§ **Task list**
(1) In two sentences, what does the opinion piece on unemployment argue?
(2) According to the opinion piece on unemployment, why was the true unemployment rate in July 2012 about 3.3% rather than 8.3%?
(3) Carry the opinion piece on unemployment forward from its final sentence.

§ **Passage to read**
>>>>

Regardless, all corners of the
general population, including media and pundits, now accept as conclusive that
times…these times…are bad – end of
story. The Nation believes this because
they are relentlessly told it is a fact.
They believe it even in the face of their own personal experience. Further, by convincing the population that
hard times are what we have and fear is the appropriate reaction, the proponents
have wisely calculated that empirical statistics to the contrary won’t get in
the way.
Today on ABC’s Sunday news
program This Week, senior Obama
advisor and one of the architects of Obama’s 2008 campaign, David Plouffe, awkwardly
avoided commenting on the hallmark question made famous by Ronald Reagan and
used repeatedly at the 2012 RNC: Are you
better off now than when Obama took office?
His inability to respond had little to do with a loaded question and
everything to do with an inability to expose fantasy. He is as brainwashed as the rest.
He delivered what is becoming a
tired line about how the President knows that times are hard and is committed
to improving them. He should of said; “if
taken from the time Obama’s policies began to take effect in the late fall of
2009, then hell yes the Nation is better off: out of a recession, large
corporation profits at record levels, private sector jobs rising for two years
straight, a first step taken toward universal health care, a stock market fully
recovered, housing prices stabilized, a financial sector stabilized, an auto
industry stabilized, a war ended, and Osama Bin Laden’s fookin’ head blown off”. It is worthy to note that had McCain been
elected President in 2008 none of that would have occurred, including Bin Laden.
Republicans point to unemployment
as the key benchmark to prove that we are living in an economic black hole of despair.
Some Economists estimate a
"range" of possible unemployment rates. For example, in 1999, in the
United States, the Organization for Economic Co-operation and Development(OECD)
gives an estimate of the "full-employment unemployment rate" of 4 to
6.4%. This is the estimated "structural" unemployment rate, (the
unemployment when there is full employment). In other
words, the number of unemployed at those rates is driven mostly by the choices of the
employees and not the lack of available jobs.
It also means that the true unemployment rate in July 2012 was not 8.3%,
but rather something more like 3.3% (assuming average full employment at 5% unemployment).
Further, as stated over and over
by Romney, Ryan, Fox News, Republicans, Republican pundits and probably
brainwashed Democrats, they set the number of unemployed at 25 million. This number was used more times than I could
count at the RNC. They get this number
simply by multiplying the unemployment rate by the total US population. Why doesn’t anyone (news media or Democrats
or…well, just anyone) challenge these claims? The Bureau of Labor Statistics set the 8.3%
unemployment rate in July at 12.8 million unemployed workers, or 8.3% of total workers looking for jobs. As the true unemployment rate is closer to 3.3%,
the actual number of workers forced to be left unemployed by the economy is
really 5.1 million, or about 1.5% of all Americans. This reality however doesn’t fit with the
drip…drip…drip of how incredibly bad your life is.

<<<<

§ **Entries for identifying locations**
>>>>

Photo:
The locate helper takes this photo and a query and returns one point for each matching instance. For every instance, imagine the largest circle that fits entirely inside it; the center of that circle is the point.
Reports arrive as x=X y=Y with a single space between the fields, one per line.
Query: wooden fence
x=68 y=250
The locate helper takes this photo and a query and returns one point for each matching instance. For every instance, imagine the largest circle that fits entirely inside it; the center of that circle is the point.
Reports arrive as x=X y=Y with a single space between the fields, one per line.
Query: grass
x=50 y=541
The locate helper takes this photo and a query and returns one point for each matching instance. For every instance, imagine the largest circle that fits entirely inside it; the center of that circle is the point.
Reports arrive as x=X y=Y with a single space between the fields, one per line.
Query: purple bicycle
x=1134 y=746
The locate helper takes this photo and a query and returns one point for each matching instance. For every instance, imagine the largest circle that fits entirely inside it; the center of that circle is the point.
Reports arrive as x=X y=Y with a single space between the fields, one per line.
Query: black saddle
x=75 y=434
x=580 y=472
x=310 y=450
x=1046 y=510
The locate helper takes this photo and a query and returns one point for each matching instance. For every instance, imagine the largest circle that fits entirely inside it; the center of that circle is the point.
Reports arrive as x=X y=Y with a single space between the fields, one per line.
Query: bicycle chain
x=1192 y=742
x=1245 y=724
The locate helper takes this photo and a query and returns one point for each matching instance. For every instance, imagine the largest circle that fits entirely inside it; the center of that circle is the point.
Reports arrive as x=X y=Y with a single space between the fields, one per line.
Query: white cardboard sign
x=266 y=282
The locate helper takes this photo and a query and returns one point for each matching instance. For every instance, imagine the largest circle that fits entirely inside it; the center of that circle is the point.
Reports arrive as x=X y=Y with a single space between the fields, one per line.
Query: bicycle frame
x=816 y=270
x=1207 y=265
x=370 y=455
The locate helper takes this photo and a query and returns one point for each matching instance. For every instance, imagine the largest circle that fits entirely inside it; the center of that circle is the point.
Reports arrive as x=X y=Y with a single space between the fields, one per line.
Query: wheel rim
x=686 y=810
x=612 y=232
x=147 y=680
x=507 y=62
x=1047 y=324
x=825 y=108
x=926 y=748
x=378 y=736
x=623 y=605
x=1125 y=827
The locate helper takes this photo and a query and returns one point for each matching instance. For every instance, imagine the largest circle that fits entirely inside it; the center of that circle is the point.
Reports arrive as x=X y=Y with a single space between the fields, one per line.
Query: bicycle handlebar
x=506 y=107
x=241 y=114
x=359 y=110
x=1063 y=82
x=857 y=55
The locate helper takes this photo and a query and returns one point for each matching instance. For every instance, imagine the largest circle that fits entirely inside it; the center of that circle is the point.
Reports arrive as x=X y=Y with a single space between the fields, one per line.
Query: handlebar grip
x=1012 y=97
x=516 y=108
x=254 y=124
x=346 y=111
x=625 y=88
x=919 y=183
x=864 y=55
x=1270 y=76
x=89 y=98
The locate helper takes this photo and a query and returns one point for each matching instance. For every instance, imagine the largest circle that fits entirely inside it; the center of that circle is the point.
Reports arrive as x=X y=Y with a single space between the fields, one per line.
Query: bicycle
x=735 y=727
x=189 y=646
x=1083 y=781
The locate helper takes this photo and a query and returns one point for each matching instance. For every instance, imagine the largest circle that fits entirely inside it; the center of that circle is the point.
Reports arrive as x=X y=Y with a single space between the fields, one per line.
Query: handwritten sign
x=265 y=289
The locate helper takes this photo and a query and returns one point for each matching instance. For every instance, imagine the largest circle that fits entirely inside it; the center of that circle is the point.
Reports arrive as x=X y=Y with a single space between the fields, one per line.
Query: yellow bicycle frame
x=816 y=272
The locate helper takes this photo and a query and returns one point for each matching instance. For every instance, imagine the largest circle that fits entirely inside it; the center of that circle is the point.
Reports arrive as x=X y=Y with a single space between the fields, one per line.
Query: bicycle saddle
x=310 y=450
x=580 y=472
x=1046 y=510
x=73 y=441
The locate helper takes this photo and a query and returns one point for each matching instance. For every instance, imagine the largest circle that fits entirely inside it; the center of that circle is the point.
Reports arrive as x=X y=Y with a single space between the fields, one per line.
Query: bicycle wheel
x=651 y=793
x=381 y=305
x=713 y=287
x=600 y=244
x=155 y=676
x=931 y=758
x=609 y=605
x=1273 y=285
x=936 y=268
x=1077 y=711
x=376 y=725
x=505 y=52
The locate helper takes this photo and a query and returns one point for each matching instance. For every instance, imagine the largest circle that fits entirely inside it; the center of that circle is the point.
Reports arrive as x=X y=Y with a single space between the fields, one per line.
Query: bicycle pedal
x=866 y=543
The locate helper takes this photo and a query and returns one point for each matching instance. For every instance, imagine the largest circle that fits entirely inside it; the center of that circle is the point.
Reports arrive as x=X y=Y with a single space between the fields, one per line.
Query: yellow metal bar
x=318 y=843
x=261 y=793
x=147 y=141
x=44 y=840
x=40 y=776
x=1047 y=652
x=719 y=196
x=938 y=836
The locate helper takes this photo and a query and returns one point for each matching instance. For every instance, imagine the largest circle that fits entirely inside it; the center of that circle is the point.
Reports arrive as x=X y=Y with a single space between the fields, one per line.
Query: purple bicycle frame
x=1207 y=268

<<<<

§ **Answers**
(1) The piece argues that the public has been persuaded that times are bad, despite personal experience and statistics to the contrary, and that Obama adviser David Plouffe dodged the "better off" question when he could have listed the gains made since late 2009. Treating part of unemployment as structural, it contends that the true July 2012 rate was about 3.3% and that about 5.1 million workers, not the 25 million Republicans cite, were left unemployed by the economy.

(2) The piece treats about 5% unemployment as the structural rate at full employment, where joblessness is driven mostly by workers' own choices rather than a lack of available jobs. Removing that 5% from the reported 8.3% leaves about 3.3%.

(3)
The problem today is not
unemployment, it’s under-employment, workers feeling the lack of mobility that
is characteristic of a slow growth economy.
Republicans endlessly claim that by injecting a hypodermic needle of
cash into the rear ends of the wealthy, successful, “job creators” their entrepreneurial
spirit will just have our economy taking off.
This, of course, is beyond ridiculous.
Would someone please ask Mitt Romney this question: If you get an additional $300,000 added to your many millions, just
how will that result into more jobs than your other accumulated millions are
already producing? The truth is that markets create jobs, and markets
are created by people spending money. That includes the markets for public services. Increasing our insane concentrations of wealth
in this country only exacerbates the problem.
The real question is how things
get better from here. If I had a magic wand I would tax the bejesus out of the
top 2% of the Nation’s wealthy, pour money into public services (not
entitlements or defense) and eliminate the deficit. The resulting demand would not only spur
growth, stabilize the economy, eventually reduce the national debt, and increase revenues,
but, ironically, would make the well-off even wealthier. The top 2% already own more than 50% of the
Nations non-residential assets…I don’t think they’d be suffering.
I don’t have a magic wand, so the
best thing that can be done in the short term is not to let Romney and Ryan get
their Bush-like hands on the economy, and you start by praising the American people by
what they’ve accomplished in just four years after exiting the asylum back in
2008.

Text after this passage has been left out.